__TASK TO COMPLETE__
Starting at the line that holds "For the mapping pass, tag each instance of the carved", copy every line exactly through the end of the data, and no others.

Location annotation dataset excerpts:
===============

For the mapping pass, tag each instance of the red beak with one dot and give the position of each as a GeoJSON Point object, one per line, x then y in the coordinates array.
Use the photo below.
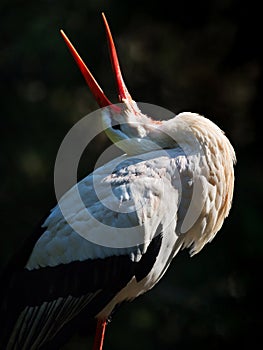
{"type": "Point", "coordinates": [96, 90]}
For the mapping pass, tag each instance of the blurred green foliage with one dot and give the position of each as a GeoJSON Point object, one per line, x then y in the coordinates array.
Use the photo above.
{"type": "Point", "coordinates": [200, 56]}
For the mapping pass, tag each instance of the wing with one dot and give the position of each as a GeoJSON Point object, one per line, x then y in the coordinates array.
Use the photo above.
{"type": "Point", "coordinates": [72, 268]}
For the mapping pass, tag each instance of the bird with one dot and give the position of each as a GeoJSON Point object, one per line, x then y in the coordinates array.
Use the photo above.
{"type": "Point", "coordinates": [175, 181]}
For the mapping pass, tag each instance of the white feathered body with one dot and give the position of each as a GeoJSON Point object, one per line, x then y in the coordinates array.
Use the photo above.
{"type": "Point", "coordinates": [180, 192]}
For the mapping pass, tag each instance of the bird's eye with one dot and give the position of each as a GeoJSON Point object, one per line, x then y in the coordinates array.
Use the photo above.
{"type": "Point", "coordinates": [116, 127]}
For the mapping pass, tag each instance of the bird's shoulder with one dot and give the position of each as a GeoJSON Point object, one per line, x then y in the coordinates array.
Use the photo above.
{"type": "Point", "coordinates": [126, 193]}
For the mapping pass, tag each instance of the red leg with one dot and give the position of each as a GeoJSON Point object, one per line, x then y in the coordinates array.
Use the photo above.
{"type": "Point", "coordinates": [99, 336]}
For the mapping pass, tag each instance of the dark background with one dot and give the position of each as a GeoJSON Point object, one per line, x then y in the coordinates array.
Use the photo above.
{"type": "Point", "coordinates": [199, 56]}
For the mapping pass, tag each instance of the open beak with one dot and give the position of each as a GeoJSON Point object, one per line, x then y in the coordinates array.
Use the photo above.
{"type": "Point", "coordinates": [96, 90]}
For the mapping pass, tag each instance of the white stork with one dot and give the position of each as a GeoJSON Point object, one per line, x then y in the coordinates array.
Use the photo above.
{"type": "Point", "coordinates": [60, 274]}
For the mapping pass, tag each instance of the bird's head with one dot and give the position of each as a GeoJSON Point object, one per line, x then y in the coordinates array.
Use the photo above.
{"type": "Point", "coordinates": [124, 123]}
{"type": "Point", "coordinates": [135, 132]}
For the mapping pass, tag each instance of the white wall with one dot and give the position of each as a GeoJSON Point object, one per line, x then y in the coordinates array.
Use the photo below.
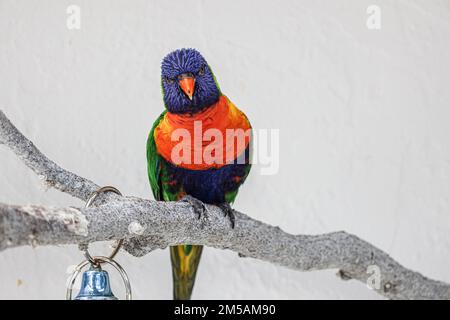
{"type": "Point", "coordinates": [364, 118]}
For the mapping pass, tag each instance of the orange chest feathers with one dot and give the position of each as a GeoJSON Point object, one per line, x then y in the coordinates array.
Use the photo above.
{"type": "Point", "coordinates": [208, 139]}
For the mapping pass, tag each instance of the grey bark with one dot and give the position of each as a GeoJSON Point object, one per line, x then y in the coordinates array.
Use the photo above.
{"type": "Point", "coordinates": [147, 225]}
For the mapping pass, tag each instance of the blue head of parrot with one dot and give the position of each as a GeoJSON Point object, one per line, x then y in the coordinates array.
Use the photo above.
{"type": "Point", "coordinates": [187, 81]}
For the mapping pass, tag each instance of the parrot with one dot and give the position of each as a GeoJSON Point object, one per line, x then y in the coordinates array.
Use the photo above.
{"type": "Point", "coordinates": [176, 172]}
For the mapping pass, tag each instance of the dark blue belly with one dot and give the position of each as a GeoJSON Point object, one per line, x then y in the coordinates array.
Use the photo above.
{"type": "Point", "coordinates": [209, 186]}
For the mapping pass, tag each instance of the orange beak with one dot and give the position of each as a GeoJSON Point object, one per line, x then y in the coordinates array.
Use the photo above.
{"type": "Point", "coordinates": [187, 84]}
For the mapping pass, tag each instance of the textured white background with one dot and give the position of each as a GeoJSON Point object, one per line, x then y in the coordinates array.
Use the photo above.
{"type": "Point", "coordinates": [364, 118]}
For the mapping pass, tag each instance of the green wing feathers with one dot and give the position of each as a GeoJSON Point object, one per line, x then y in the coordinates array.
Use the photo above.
{"type": "Point", "coordinates": [184, 258]}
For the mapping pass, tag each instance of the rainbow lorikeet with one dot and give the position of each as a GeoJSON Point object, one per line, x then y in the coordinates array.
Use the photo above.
{"type": "Point", "coordinates": [207, 170]}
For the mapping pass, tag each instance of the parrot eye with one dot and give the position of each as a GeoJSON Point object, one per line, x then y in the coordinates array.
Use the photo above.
{"type": "Point", "coordinates": [168, 80]}
{"type": "Point", "coordinates": [202, 70]}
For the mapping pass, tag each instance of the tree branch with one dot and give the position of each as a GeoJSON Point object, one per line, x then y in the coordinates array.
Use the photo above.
{"type": "Point", "coordinates": [148, 225]}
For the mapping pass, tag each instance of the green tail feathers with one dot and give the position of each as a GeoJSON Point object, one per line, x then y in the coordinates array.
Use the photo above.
{"type": "Point", "coordinates": [185, 260]}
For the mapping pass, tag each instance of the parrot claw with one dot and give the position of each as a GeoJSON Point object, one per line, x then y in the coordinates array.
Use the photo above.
{"type": "Point", "coordinates": [228, 211]}
{"type": "Point", "coordinates": [198, 206]}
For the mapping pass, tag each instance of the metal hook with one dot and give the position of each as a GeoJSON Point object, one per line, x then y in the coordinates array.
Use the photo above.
{"type": "Point", "coordinates": [84, 247]}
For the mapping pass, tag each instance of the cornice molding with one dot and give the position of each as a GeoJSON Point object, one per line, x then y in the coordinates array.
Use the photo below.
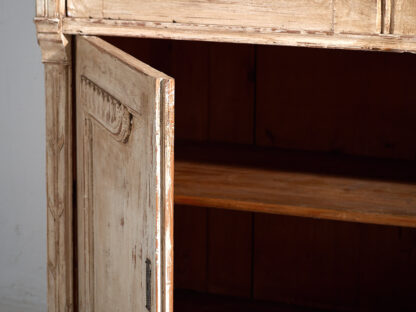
{"type": "Point", "coordinates": [55, 46]}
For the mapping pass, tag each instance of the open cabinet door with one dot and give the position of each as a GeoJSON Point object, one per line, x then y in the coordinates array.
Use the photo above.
{"type": "Point", "coordinates": [125, 181]}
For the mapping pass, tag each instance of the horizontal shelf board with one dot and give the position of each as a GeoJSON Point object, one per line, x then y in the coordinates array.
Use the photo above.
{"type": "Point", "coordinates": [298, 184]}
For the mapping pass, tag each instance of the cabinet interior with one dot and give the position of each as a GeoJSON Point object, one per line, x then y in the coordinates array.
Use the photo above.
{"type": "Point", "coordinates": [268, 137]}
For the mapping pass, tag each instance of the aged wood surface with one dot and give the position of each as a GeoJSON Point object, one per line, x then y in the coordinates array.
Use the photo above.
{"type": "Point", "coordinates": [331, 101]}
{"type": "Point", "coordinates": [295, 14]}
{"type": "Point", "coordinates": [348, 189]}
{"type": "Point", "coordinates": [50, 8]}
{"type": "Point", "coordinates": [125, 163]}
{"type": "Point", "coordinates": [56, 56]}
{"type": "Point", "coordinates": [239, 34]}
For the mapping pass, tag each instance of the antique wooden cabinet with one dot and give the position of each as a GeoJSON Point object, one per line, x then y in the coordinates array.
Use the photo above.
{"type": "Point", "coordinates": [294, 173]}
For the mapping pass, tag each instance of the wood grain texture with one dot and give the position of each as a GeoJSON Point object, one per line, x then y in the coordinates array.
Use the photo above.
{"type": "Point", "coordinates": [307, 262]}
{"type": "Point", "coordinates": [56, 56]}
{"type": "Point", "coordinates": [229, 252]}
{"type": "Point", "coordinates": [403, 17]}
{"type": "Point", "coordinates": [191, 241]}
{"type": "Point", "coordinates": [337, 266]}
{"type": "Point", "coordinates": [356, 16]}
{"type": "Point", "coordinates": [238, 34]}
{"type": "Point", "coordinates": [231, 93]}
{"type": "Point", "coordinates": [50, 8]}
{"type": "Point", "coordinates": [125, 157]}
{"type": "Point", "coordinates": [299, 184]}
{"type": "Point", "coordinates": [188, 301]}
{"type": "Point", "coordinates": [281, 14]}
{"type": "Point", "coordinates": [336, 101]}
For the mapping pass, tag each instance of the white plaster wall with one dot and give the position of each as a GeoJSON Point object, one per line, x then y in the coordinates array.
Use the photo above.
{"type": "Point", "coordinates": [22, 162]}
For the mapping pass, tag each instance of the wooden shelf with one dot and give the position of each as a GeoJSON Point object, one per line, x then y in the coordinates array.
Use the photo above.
{"type": "Point", "coordinates": [297, 183]}
{"type": "Point", "coordinates": [189, 301]}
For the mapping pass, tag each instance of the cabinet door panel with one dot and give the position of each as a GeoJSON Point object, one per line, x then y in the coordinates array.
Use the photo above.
{"type": "Point", "coordinates": [404, 20]}
{"type": "Point", "coordinates": [124, 171]}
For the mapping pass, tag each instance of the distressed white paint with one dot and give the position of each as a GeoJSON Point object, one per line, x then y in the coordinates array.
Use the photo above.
{"type": "Point", "coordinates": [22, 162]}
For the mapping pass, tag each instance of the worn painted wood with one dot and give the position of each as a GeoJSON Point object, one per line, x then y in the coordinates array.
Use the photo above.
{"type": "Point", "coordinates": [403, 17]}
{"type": "Point", "coordinates": [56, 56]}
{"type": "Point", "coordinates": [125, 163]}
{"type": "Point", "coordinates": [50, 8]}
{"type": "Point", "coordinates": [295, 14]}
{"type": "Point", "coordinates": [238, 34]}
{"type": "Point", "coordinates": [298, 184]}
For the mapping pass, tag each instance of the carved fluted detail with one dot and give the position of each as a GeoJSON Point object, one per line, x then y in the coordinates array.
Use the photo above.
{"type": "Point", "coordinates": [106, 110]}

===============

__RESULT OF THIS TASK__
For the mapping pass, tag each instance of the carved fluted detail with one dot and give the position of each as a GeoJSON Point object, one per line, x then y in the coordinates array.
Use the photo above.
{"type": "Point", "coordinates": [106, 110]}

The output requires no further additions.